---------- Source data ----------

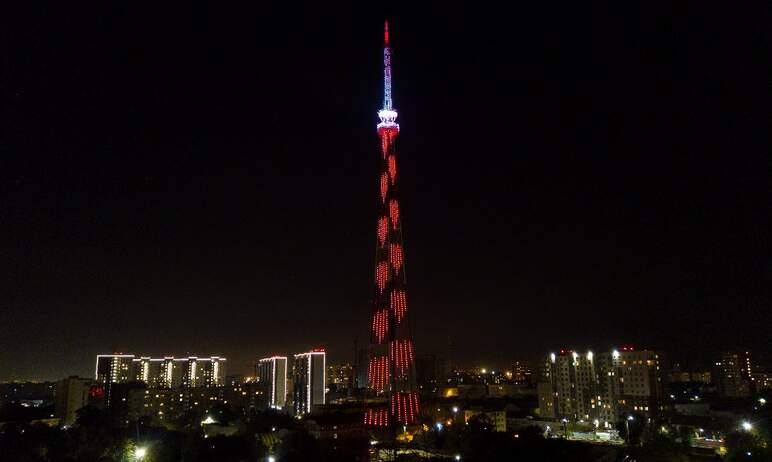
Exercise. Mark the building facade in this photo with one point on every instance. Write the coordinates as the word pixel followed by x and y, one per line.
pixel 72 394
pixel 272 373
pixel 309 381
pixel 733 374
pixel 603 386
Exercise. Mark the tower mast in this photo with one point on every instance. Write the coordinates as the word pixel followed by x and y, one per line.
pixel 391 369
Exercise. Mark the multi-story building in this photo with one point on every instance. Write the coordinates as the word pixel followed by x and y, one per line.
pixel 272 373
pixel 763 380
pixel 734 374
pixel 522 372
pixel 310 381
pixel 341 375
pixel 603 386
pixel 165 372
pixel 113 369
pixel 72 394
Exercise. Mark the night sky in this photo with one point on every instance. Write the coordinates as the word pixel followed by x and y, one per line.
pixel 178 180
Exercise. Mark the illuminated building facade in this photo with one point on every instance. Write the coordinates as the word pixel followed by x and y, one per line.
pixel 165 372
pixel 734 374
pixel 391 367
pixel 113 369
pixel 603 386
pixel 273 373
pixel 309 381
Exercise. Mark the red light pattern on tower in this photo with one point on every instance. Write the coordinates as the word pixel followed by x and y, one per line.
pixel 398 305
pixel 383 230
pixel 394 213
pixel 402 357
pixel 384 186
pixel 381 324
pixel 378 373
pixel 393 397
pixel 395 256
pixel 382 275
pixel 404 406
pixel 377 417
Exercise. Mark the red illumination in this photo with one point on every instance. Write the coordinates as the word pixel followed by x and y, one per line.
pixel 394 212
pixel 382 275
pixel 402 357
pixel 404 407
pixel 384 186
pixel 395 257
pixel 398 304
pixel 383 229
pixel 381 324
pixel 378 373
pixel 386 33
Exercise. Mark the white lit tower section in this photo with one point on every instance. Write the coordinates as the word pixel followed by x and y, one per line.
pixel 273 371
pixel 391 368
pixel 310 380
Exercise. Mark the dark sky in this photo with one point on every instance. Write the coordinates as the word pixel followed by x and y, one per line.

----------

Work required:
Give back the records exactly, minus any pictures.

Response to the task:
Exercise. Mark the building facade in this photo with one point on every instance. Write the coordinates as the word pixel followed by x and y, one per line.
pixel 72 394
pixel 272 373
pixel 309 381
pixel 733 374
pixel 603 386
Exercise. Mark the tower mast in this photo with one point on every instance. Write the coordinates as the word pixel followed by x and y, one per line.
pixel 391 369
Exercise. Mark the multi-story building in this photo with one point on every instance. Write the coordinates as the word pixel followed by x and y, one per line.
pixel 272 373
pixel 763 380
pixel 734 374
pixel 522 372
pixel 310 381
pixel 341 375
pixel 603 386
pixel 165 372
pixel 113 369
pixel 72 394
Exercise. Mark the night sky in this photo with one point on every instance. Write the coordinates as the word pixel followed by x and y, one per line.
pixel 178 180
Exercise. Mark the illuminated building facade in this photo with one point on every instance. Write the coordinates as the word pixel followed by x and y, one per line.
pixel 165 372
pixel 734 374
pixel 391 367
pixel 113 369
pixel 603 386
pixel 273 373
pixel 309 381
Exercise. Mark the red light pattern on tower in this photo with one point on every instance. Write the coordinates as the word pixel followed by x and y, one per line.
pixel 398 305
pixel 383 230
pixel 394 213
pixel 402 357
pixel 384 186
pixel 381 324
pixel 378 373
pixel 393 397
pixel 395 256
pixel 382 275
pixel 404 406
pixel 377 417
Exercise. Mark the red illumination in this photo with one point on every instance. Write the coordinates as the word pixel followed by x and y, one per line.
pixel 394 212
pixel 382 275
pixel 402 357
pixel 404 407
pixel 384 186
pixel 395 257
pixel 398 304
pixel 383 229
pixel 381 324
pixel 378 373
pixel 386 33
Exercise. Mark the white lit tower section in this photo with one point on every instance. Write the coordinates as the word pixel followed by x and y, one per line.
pixel 273 371
pixel 391 368
pixel 310 380
Exercise. Mark the dark sky in this photo with one point on every instance. Write the coordinates as the word pixel followed by x and y, one per line.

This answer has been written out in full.